CONSIGNE 1: Résumez en deux phrases le texte sur la fusion des macrophages.
CONSIGNE 2: Recopiez tel quel, dans le texte sur la fusion des macrophages, le passage allant de « Conclusions et perspectives » jusqu'à « encore insuffisamment étudiés. ».
CONSIGNE 3: Rédigez la suite du texte sur la fusion des macrophages à partir de sa dernière phrase.

Conclusions et perspectives

Les macrophages possèdent une machinerie de fusion très sophistiquée qui leur confère un puissant pouvoir destructeur en tant qu’ostéoclastes multinucléés ou cellules géantes. Ils semblent utiliser aussi cette machinerie de fusion pour contrôler le destin d’autres cellules, en devenant des sauveteurs ou des tueurs. Les macrophages peuvent utiliser l’axe MFR-CD47 pour s’identifier et se reconnaître comme « soi », de même que pour reconnaître des cellules somatiques ou des cellules tumorales. Ils peuvent aussi utiliser ce même axe pour rapprocher les membranes plasmiques et fusionner. L’axe MFR-CD47 pourrait donc jouer un double rôle : d’abord reconnaissance du soi, puis rapprochement des cellules conduisant à leur fusion. Certains de ces aspects de la fusion de macrophages, nouveaux et controversés, restent encore insuffisamment étudiés.

EXTRAITS DE LISTE:

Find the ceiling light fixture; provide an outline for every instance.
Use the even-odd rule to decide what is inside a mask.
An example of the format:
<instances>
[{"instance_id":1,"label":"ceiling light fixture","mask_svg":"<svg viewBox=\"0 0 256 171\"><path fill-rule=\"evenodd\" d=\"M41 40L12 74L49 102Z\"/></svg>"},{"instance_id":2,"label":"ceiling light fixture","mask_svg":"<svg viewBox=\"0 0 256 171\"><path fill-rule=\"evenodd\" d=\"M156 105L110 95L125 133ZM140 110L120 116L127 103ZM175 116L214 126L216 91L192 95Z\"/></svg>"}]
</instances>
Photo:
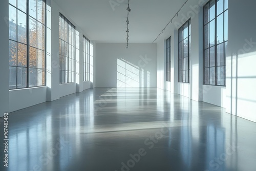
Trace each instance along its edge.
---
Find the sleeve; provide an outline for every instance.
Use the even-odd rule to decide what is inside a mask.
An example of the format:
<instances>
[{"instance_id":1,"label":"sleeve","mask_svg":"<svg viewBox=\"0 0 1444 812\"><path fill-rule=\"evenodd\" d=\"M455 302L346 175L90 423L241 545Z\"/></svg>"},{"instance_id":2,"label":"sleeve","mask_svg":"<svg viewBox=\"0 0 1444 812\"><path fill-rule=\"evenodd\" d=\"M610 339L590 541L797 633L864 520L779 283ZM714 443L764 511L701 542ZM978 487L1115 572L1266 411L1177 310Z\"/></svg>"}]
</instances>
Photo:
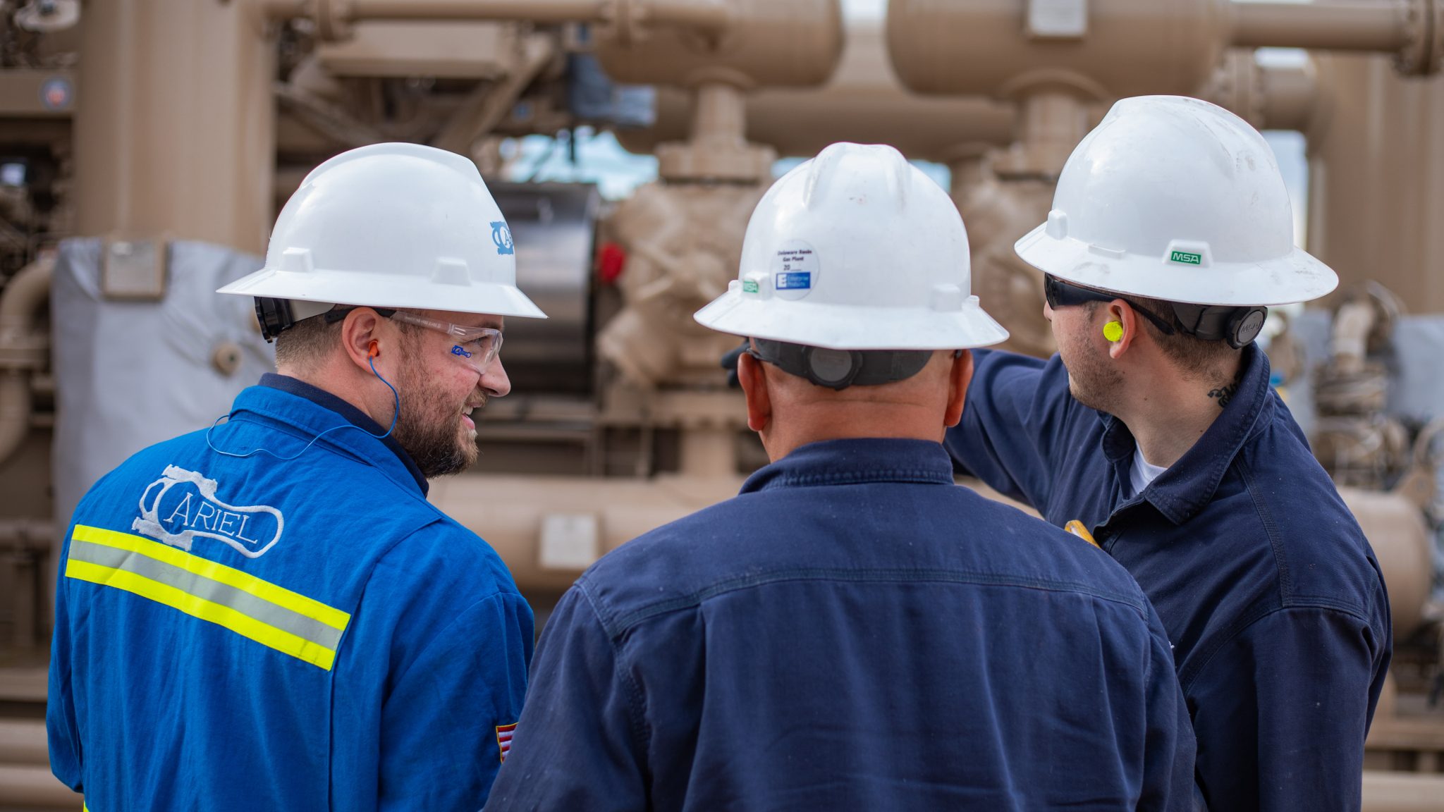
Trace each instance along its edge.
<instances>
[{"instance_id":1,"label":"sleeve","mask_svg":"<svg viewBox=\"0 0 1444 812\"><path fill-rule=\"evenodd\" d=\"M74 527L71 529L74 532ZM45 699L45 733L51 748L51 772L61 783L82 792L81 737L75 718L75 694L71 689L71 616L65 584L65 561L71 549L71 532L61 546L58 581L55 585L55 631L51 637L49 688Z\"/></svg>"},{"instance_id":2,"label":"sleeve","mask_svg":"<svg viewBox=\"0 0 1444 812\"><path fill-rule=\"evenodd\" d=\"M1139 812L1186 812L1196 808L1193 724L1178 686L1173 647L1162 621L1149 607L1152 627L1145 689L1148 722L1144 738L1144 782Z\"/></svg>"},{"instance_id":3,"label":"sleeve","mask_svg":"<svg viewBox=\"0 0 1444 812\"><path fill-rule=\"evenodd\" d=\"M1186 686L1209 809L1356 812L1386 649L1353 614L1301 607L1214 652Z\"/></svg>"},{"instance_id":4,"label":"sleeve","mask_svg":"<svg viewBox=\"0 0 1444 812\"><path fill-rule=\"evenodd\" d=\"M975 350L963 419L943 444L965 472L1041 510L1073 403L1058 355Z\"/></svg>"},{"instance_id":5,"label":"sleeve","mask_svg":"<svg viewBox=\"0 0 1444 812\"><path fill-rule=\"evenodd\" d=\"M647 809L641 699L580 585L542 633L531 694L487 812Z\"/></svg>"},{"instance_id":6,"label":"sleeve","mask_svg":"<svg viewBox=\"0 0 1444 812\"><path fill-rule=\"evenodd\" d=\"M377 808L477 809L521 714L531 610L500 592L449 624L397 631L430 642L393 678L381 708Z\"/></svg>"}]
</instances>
---
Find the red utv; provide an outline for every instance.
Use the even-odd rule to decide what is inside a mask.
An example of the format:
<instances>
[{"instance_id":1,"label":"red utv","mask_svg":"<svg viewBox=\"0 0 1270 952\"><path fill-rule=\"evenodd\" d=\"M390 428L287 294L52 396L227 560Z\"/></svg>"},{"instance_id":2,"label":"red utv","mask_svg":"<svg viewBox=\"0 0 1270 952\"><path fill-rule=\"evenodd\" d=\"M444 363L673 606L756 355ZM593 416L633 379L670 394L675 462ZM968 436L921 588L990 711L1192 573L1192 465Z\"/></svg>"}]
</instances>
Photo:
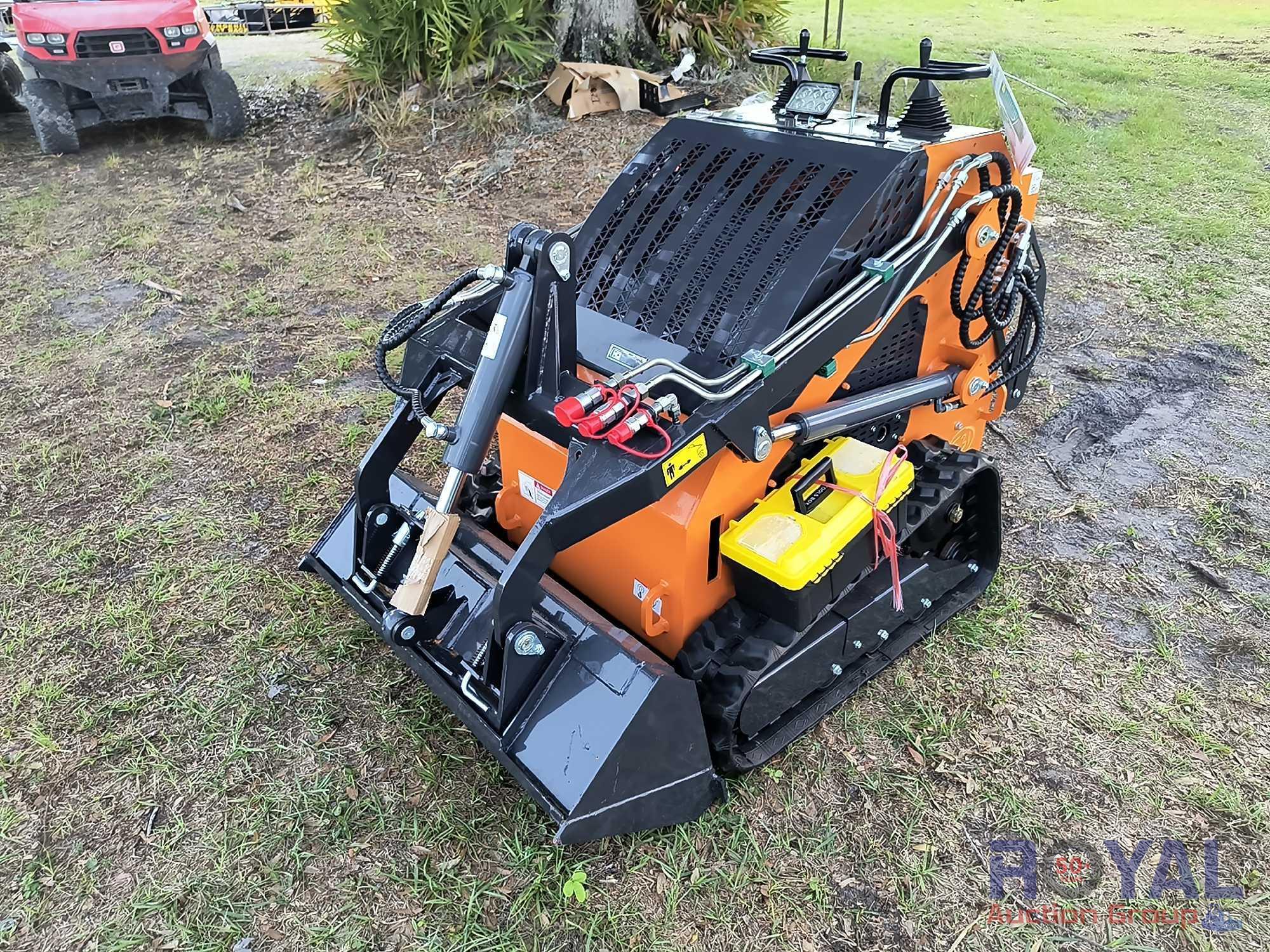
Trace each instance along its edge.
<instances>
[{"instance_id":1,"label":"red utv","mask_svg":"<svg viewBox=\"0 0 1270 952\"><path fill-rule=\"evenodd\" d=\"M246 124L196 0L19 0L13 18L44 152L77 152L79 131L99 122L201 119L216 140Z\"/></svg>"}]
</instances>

RÉPONSE 1: Grâce à une machinerie de fusion très sophistiquée, les macrophages deviennent des ostéoclastes multinucléés ou des cellules géantes au puissant pouvoir destructeur, et ils semblent s'en servir aussi pour décider du destin d'autres cellules, en sauveteurs ou en tueurs. L'axe MFR-CD47 pourrait jouer un double rôle, d'abord la reconnaissance du « soi » puis le rapprochement des membranes menant à la fusion, mais certains de ces aspects nouveaux et controversés restent encore insuffisamment étudiés.

RÉPONSE 2:
Conclusions et perspectives

Les macrophages possèdent une machinerie de fusion très sophistiquée qui leur confère un puissant pouvoir destructeur en tant qu’ostéoclastes multinucléés ou cellules géantes. Ils semblent utiliser aussi cette machinerie de fusion pour contrôler le destin d’autres cellules, en devenant des sauveteurs ou des tueurs. Les macrophages peuvent utiliser l’axe MFR-CD47 pour s’identifier et se reconnaître comme « soi », de même que pour reconnaître des cellules somatiques ou des cellules tumorales. Ils peuvent aussi utiliser ce même axe pour rapprocher les membranes plasmiques et fusionner. L’axe MFR-CD47 pourrait donc jouer un double rôle : d’abord reconnaissance du soi, puis rapprochement des cellules conduisant à leur fusion. Certains de ces aspects de la fusion de macrophages, nouveaux et controversés, restent encore insuffisamment étudiés.

RÉPONSE 3:
La fusion cellulaire a été utilisée en laboratoire comme outil de production d’anticorps monoclonaux, comme méthode d’identification des oncogènes et des gènes suppresseurs de tumeurs, ainsi que comme moyen d’identifier les gènes portés par un chromosome. La fusion cellulaire peut aussi devenir un outil thérapeutique pour livrer des gènes ou des médicaments de façon ciblée à des cellules spécifiques. Les applications thérapeutiques d’une telle stratégie comprennent les cancers, les maladies infectieuses et les maladies génétiques. L’exploitation des capacités de fusion des macrophages, jointes à leur mobilité, peut acheminer des gènes ou des molécules vers des cellules ciblées. Il est donc capital d’acquérir une complète compréhension de la machinerie moléculaire qui régit la fusion des macrophages. Une fois celle-ci élucidée, nous serons capable de développer des méthodes préventives pour les maladies dans lesquelles macrophages, cellules somatiques et cellules tumorales sont impliqués.